───── Texte fourni

Le maintien de cette jurisprudence n'allait pas de soi tant la suppression de la présomption irréfragable de représentativité et la démonstration de celle-ci dans les entreprises par rapport à l'audience obtenue aux élections professionnelles pouvaient laisser entrevoir une conception autonome du syndicat, qu'il soit affilié ou non, fondée sur une légitimité ascendante et non plus descendante. En conséquence, l'affiliation commune de deux syndicats pouvait ne plus constituer un obstacle à la présentation par ceux-ci de liste propre.
La Cour de cassation, dans son arrêt du 22 septembre 2010 (préc.), a préféré maintenir sa jurisprudence antérieure (3). Outre qu'elle peut contenir les risques de conflits entre syndicats, elle prend en considération le fait que le syndicalisme français est un syndicalisme de tendance, qui ne peut s'abstraire de l'affiliation syndicale.
L'arrêt, ici commenté, rendu le 26 octobre 2011 par la Chambre sociale de la Cour de cassation, en témoigne à sa façon.
I - Présentation de l'espèce
Le syndicat CGT Douai (créé en 1974) et le syndicat CGT confédéré de Douai (crée en 2009) de la société R. ont présenté, chacun, des listes de candidats dans les mêmes collèges au premier tour de l'élection des membres du comité d'établissement de Douai. La contestation de l'employeur n'a surpris personne. Pourtant, le tribunal d'instance de Douai a débouté l'employeur de sa demande tendant à voir interdire pareille combinaison.
Aucun pourvoi n'a été formé par celui-ci, lequel a peut-être trouvé fort opportune cette division syndicale. Quoiqu'il en soit, le jugement est devenu irrévocable et cette solution considérée comme acquise.
C'est donc sur une anomalie juridique, mais une réalité pratique, que repose la suite du contentieux ayant donné lieu à l'arrêt ici commenté.
Les élections professionnelles ont, en effet, donné les résultats suivants : le syndicat CGT Douai n'a recueilli, tous collèges confondus, que 8,72 % des suffrages exprimés, et le syndicat CGT confédéré de Douai n'a pour sa port obtenu que 5,69 % des suffrages. La barre des 10 % n'était donc atteint par aucun d'entre eux.
Malgré ce défaut d'audience, et donc de représentativité, chacun des deux syndicats, successivement les 8 novembre et 17 novembre 2010, a procédé à la désignation de quatre délégués syndicaux d'établissement et de six représentants syndicaux conventionnels au sein de divers CHSCT.
Sur recours formé par l'employeur, le tribunal d'instance a retenu que les deux syndicats totalisaient, ensemble, 14,41 % des suffrages exprimés et validé les désignations des délégués syndicaux opérées par le syndicat CGT Douai comme étant les seules portant sur des candidats ayant obtenu au moins 10 % des suffrages ainsi que celles des représentants syndicaux aux CHSCT opérées par ce même syndicat comme étant chronologiquement les premières.

──────────
───── Données fournies

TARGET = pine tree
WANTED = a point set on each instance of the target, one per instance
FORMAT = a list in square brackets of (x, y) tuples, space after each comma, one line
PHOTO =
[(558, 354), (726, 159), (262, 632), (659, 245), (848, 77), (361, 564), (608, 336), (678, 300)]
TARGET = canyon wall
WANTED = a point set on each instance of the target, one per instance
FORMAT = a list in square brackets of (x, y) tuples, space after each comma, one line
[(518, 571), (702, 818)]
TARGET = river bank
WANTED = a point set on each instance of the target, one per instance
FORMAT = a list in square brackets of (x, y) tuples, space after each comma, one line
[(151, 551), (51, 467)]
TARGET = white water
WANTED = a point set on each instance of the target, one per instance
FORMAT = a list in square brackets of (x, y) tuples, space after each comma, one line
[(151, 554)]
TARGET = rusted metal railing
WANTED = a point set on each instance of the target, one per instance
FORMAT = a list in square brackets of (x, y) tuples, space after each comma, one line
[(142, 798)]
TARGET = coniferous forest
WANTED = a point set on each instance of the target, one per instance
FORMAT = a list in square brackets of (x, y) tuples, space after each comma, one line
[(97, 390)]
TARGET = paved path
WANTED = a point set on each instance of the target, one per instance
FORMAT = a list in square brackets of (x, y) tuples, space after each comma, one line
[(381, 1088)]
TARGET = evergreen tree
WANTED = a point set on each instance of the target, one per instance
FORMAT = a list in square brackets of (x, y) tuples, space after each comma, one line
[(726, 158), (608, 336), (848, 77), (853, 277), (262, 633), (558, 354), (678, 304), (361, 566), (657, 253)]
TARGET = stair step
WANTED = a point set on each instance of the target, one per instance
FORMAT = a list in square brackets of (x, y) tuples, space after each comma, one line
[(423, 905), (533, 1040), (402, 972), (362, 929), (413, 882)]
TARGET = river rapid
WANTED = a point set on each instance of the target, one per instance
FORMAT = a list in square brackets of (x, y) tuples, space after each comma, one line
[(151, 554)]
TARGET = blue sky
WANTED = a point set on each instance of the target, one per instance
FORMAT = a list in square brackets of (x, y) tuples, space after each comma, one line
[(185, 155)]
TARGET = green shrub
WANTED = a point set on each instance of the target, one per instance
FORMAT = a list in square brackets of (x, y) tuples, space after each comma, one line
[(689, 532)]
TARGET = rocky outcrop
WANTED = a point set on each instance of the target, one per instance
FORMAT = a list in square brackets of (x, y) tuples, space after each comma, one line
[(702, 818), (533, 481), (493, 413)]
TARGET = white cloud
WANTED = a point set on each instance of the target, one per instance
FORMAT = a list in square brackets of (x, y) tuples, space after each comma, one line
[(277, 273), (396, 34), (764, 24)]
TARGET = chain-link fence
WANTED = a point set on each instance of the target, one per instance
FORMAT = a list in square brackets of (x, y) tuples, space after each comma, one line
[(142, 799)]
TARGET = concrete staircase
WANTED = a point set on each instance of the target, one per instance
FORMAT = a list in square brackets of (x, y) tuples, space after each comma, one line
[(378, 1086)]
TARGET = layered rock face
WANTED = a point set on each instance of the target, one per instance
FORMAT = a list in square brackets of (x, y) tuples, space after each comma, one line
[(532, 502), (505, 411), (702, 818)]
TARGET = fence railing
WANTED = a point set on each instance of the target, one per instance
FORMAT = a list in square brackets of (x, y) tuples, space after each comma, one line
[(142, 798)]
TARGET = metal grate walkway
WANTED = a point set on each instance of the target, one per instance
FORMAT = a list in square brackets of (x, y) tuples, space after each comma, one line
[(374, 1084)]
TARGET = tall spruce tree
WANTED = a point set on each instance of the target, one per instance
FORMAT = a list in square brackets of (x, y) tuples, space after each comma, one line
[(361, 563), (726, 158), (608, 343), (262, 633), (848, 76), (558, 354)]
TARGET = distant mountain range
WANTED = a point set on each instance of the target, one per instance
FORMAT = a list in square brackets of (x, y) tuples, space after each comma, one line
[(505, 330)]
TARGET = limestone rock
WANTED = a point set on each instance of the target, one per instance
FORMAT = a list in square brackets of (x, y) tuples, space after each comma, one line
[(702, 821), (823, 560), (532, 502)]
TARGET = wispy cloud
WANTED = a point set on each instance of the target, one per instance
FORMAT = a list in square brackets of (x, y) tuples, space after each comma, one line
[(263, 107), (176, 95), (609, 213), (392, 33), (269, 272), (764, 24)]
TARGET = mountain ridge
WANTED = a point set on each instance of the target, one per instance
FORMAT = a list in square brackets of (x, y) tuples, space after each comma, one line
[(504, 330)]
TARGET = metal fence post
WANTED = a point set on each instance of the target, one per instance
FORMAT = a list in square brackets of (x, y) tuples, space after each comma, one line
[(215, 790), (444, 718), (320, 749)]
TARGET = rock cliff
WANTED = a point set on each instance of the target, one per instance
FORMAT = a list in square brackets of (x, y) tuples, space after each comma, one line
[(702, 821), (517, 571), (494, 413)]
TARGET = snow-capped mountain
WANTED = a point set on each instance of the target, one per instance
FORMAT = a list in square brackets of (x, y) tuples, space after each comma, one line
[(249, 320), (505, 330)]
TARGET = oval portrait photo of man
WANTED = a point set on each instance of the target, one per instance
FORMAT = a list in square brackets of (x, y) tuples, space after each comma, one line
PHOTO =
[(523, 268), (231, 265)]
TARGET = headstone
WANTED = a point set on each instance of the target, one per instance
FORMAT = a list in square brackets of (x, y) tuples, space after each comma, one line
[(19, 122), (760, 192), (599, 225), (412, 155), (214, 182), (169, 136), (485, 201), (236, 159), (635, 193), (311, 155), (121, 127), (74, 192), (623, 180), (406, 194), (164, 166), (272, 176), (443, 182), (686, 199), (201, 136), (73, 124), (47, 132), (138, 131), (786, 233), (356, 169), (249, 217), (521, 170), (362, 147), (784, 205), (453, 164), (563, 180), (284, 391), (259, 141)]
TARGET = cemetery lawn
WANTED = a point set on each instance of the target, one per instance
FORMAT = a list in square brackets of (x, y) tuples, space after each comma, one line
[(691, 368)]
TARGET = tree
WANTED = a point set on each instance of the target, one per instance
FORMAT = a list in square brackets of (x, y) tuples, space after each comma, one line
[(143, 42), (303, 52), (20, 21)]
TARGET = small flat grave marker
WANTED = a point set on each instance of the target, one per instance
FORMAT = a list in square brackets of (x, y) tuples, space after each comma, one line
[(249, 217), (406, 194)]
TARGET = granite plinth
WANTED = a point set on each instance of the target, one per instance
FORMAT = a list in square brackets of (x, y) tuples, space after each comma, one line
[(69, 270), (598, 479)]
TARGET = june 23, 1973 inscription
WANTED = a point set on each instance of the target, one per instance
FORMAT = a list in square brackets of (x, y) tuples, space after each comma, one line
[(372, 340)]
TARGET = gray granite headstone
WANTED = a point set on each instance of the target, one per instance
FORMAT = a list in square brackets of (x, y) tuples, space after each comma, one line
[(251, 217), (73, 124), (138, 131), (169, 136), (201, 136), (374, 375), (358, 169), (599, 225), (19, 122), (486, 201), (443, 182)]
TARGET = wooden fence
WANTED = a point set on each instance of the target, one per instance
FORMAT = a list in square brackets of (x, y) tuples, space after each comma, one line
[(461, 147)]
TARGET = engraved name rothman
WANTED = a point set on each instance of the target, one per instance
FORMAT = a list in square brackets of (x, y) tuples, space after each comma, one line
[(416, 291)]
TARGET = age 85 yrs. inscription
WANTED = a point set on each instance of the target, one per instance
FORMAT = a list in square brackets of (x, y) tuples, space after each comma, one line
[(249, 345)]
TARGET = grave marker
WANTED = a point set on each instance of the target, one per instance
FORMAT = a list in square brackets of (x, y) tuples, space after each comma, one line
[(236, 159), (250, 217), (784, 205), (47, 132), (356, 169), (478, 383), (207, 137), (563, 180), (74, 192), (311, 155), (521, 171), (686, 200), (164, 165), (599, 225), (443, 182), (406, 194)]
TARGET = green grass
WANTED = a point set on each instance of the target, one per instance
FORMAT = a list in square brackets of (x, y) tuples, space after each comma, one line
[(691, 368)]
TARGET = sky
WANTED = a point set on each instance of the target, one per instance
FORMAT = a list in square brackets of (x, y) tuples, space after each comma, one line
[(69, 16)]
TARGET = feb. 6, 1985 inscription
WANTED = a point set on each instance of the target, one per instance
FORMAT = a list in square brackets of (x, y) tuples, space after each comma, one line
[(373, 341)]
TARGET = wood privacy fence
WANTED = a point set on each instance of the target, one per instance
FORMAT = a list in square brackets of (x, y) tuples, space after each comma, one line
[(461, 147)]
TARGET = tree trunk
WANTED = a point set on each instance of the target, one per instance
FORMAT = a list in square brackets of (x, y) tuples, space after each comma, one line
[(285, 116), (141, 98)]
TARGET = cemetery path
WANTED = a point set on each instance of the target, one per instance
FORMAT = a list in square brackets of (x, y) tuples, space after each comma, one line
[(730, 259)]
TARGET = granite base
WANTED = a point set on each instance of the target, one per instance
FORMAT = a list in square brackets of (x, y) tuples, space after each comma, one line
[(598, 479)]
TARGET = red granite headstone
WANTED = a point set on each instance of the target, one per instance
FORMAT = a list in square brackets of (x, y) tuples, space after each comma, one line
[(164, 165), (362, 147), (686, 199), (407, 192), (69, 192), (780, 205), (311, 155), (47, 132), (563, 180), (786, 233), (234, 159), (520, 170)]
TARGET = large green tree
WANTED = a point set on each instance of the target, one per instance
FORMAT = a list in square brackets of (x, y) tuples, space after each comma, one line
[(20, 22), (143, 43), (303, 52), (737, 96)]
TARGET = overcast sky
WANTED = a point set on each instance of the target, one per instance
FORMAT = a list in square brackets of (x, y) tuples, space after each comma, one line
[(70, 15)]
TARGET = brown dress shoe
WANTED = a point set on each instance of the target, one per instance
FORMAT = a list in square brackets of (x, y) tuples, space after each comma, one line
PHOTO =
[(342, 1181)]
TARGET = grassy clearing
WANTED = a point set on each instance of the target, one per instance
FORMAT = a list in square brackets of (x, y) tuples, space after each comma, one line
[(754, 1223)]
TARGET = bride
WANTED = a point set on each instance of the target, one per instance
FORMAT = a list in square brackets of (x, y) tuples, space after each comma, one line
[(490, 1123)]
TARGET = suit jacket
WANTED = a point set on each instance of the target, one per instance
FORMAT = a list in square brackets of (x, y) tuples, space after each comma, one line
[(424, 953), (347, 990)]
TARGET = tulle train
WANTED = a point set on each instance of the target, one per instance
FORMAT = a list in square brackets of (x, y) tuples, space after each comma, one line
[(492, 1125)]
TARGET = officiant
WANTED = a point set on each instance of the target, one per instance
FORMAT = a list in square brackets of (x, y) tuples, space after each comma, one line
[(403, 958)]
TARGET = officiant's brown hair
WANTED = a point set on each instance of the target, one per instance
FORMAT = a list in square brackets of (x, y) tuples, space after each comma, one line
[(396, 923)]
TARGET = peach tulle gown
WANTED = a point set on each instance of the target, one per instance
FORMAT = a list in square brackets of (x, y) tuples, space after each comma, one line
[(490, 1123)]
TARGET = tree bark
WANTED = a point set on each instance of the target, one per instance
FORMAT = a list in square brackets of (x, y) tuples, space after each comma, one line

──────────

### Objectif 1
Relevez, une seule fois chacun, tous les pourcentages de suffrages que mentionne le texte fourni.
### Objectif 2
Recopiez le listing depuis son début jusqu'à la ligne contenant « 336), (678, 300)] », celle-ci comprise, en changeant « pine tree » en « fir tree » et sans rien modifier d'autre.
Le texte fourni et le listing n'ont aucun rapport entre eux.

### Réponse complète 1
8,72 % ; 5,69 % ; 10 % ; 14,41 %

### Réponse complète 2
TARGET = fir tree
WANTED = a point set on each instance of the target, one per instance
FORMAT = a list in square brackets of (x, y) tuples, space after each comma, one line
PHOTO =
[(558, 354), (726, 159), (262, 632), (659, 245), (848, 77), (361, 564), (608, 336), (678, 300)]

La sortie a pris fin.